Exercise prompt: Render each line of the entries below as a Markdown table with the columns Number and Record line, numbering the rows in order and leaving out blank lines. Leave the pictures out of the table.

BEGIN Data shown

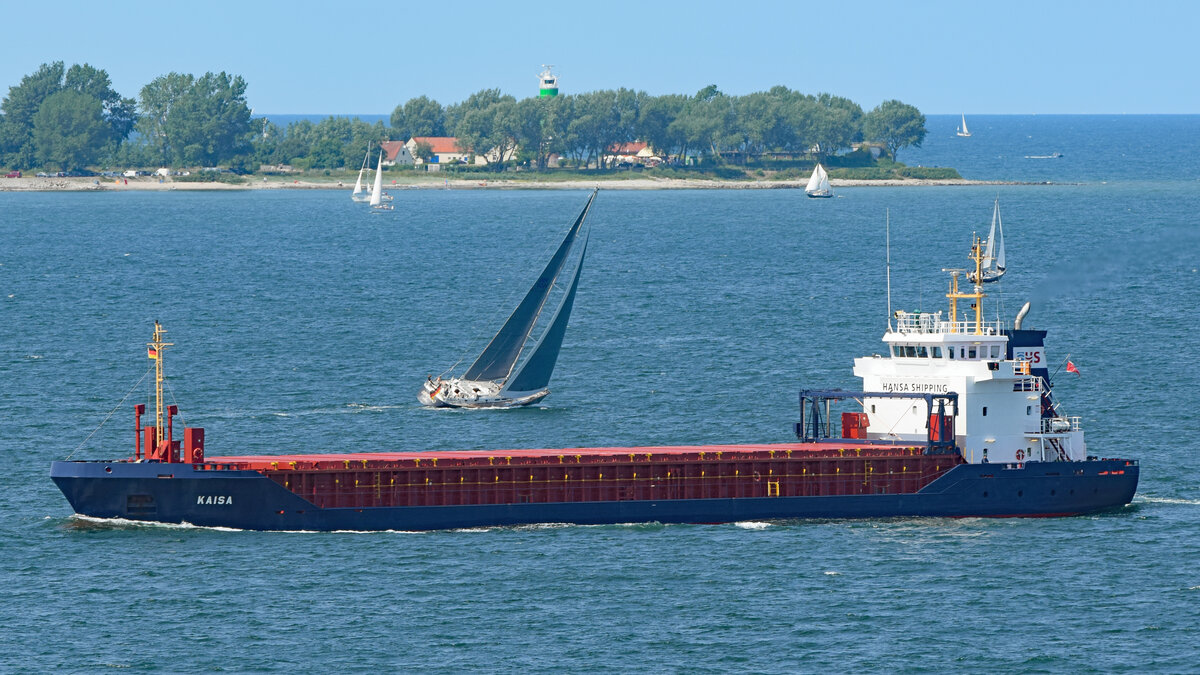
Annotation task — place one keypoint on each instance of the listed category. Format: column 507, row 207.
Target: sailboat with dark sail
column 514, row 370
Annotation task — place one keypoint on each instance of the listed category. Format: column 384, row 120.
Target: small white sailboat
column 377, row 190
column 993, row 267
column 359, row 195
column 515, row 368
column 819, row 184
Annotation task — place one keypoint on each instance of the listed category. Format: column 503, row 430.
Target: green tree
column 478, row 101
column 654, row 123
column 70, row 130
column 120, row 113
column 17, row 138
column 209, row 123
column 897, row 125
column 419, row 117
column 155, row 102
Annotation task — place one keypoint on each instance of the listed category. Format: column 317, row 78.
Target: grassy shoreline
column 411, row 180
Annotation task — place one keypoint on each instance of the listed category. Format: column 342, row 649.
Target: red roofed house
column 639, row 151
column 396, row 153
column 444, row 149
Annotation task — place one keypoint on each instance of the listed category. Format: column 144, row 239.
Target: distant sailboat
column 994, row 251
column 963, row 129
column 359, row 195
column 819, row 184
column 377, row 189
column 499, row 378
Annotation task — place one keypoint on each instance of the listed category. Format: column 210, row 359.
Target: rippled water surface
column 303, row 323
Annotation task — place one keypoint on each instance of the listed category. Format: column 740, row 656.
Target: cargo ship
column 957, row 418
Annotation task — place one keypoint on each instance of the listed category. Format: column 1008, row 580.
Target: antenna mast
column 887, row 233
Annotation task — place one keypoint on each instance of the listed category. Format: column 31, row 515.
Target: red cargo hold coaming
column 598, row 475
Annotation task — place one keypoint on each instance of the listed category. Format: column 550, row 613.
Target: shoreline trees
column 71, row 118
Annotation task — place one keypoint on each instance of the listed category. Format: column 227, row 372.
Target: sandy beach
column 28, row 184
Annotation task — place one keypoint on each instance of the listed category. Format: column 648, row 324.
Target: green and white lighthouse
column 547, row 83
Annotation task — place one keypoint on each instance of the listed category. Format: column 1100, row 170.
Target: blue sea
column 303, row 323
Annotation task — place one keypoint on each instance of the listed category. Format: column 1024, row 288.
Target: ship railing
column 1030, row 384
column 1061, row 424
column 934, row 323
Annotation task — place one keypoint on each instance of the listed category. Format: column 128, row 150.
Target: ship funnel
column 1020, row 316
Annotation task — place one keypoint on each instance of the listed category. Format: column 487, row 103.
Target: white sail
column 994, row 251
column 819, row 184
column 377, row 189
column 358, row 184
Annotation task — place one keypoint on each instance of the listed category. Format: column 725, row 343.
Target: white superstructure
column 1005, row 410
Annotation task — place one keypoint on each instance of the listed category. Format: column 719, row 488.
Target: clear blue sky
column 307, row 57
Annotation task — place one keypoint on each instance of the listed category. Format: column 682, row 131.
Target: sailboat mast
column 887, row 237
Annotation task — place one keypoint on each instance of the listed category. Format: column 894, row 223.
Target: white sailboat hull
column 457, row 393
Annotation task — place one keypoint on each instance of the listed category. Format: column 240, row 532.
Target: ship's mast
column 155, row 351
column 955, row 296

END Data shown

Task response:
| Number | Record line |
|---|---|
| 1 | Annotation task — place one keypoint on each instance of the listed category. Format: column 507, row 207. |
| 2 | Target: sailboat with dark sail |
| 3 | column 514, row 370 |
| 4 | Annotation task — place one keypoint on each instance of the listed category. Format: column 384, row 120. |
| 5 | Target: small white sailboat |
| 6 | column 377, row 190 |
| 7 | column 993, row 267 |
| 8 | column 359, row 195 |
| 9 | column 515, row 368 |
| 10 | column 819, row 184 |
| 11 | Annotation task — place one keypoint on each instance of the listed category. Format: column 503, row 430. |
| 12 | Target: green tree |
| 13 | column 478, row 101 |
| 14 | column 654, row 123 |
| 15 | column 70, row 130 |
| 16 | column 120, row 113 |
| 17 | column 17, row 138 |
| 18 | column 209, row 123 |
| 19 | column 897, row 125 |
| 20 | column 419, row 117 |
| 21 | column 155, row 102 |
| 22 | Annotation task — place one keypoint on each instance of the listed category. Format: column 317, row 78. |
| 23 | Target: grassy shoreline |
| 24 | column 411, row 180 |
| 25 | Annotation task — place one keypoint on each instance of the listed category. Format: column 342, row 649. |
| 26 | Target: red roofed house |
| 27 | column 639, row 151 |
| 28 | column 396, row 153 |
| 29 | column 444, row 149 |
| 30 | Annotation task — place one keypoint on each instance of the listed category. Format: column 144, row 239. |
| 31 | Target: distant sailboat |
| 32 | column 994, row 251 |
| 33 | column 963, row 129 |
| 34 | column 359, row 195 |
| 35 | column 819, row 184 |
| 36 | column 377, row 189 |
| 37 | column 499, row 378 |
| 38 | Annotation task — place one keypoint on each instance of the listed category. Format: column 210, row 359. |
| 39 | Target: rippled water surface |
| 40 | column 303, row 323 |
| 41 | Annotation task — place one keypoint on each instance of the listed category. Format: column 740, row 656. |
| 42 | Target: cargo ship |
| 43 | column 957, row 418 |
| 44 | Annotation task — place one keypoint on each instance of the listed category. Format: column 1008, row 580. |
| 45 | Target: antenna mast |
| 46 | column 887, row 233 |
| 47 | Annotation task — place one keypoint on each instance of the listed category. Format: column 31, row 515. |
| 48 | Target: red cargo hold coaming |
| 49 | column 598, row 475 |
| 50 | Annotation task — place one keypoint on each instance of the listed category. Format: column 550, row 613. |
| 51 | Target: shoreline trees |
| 52 | column 71, row 118 |
| 53 | Annotation task — place one keypoint on each instance of the listed category. Format: column 227, row 372. |
| 54 | Target: sandy beach |
| 55 | column 28, row 184 |
| 56 | Annotation task — place one keypoint on each instance of the listed category. Format: column 648, row 324. |
| 57 | Target: green and white lighthouse |
| 58 | column 547, row 83 |
| 59 | Annotation task — place one keypoint on each instance of the listed category. Format: column 1100, row 170. |
| 60 | Target: blue sea |
| 61 | column 303, row 323 |
| 62 | Annotation task — place one keypoint on each instance of the listed category. Format: column 1024, row 288. |
| 63 | Target: ship railing |
| 64 | column 1030, row 384 |
| 65 | column 1061, row 424 |
| 66 | column 934, row 323 |
| 67 | Annotation task — place one keypoint on each instance of the listed category. Format: column 128, row 150. |
| 68 | Target: ship funnel |
| 69 | column 1020, row 316 |
| 70 | Annotation task — place one keypoint on each instance of the listed category. Format: column 487, row 103. |
| 71 | Target: white sail |
| 72 | column 994, row 251 |
| 73 | column 819, row 184 |
| 74 | column 377, row 189 |
| 75 | column 358, row 184 |
| 76 | Annotation task — place one keypoint on each instance of the listed category. Format: column 725, row 343. |
| 77 | Target: white superstructure |
| 78 | column 1005, row 410 |
| 79 | Annotation task — place one keypoint on each instance of the listed category. Format: column 719, row 488. |
| 80 | Target: clear blue sky |
| 81 | column 307, row 57 |
| 82 | Annotation task — place one keypoint on each instance of the listed category. Format: column 682, row 131. |
| 83 | Target: sailboat mast |
| 84 | column 887, row 237 |
| 85 | Annotation task — place one keypoint on each instance of the listed category. Format: column 894, row 223. |
| 86 | Target: white sailboat hull |
| 87 | column 457, row 393 |
| 88 | Annotation task — place one keypoint on each instance of the listed category. Format: column 240, row 532. |
| 89 | Target: ship's mast |
| 90 | column 155, row 351 |
| 91 | column 955, row 296 |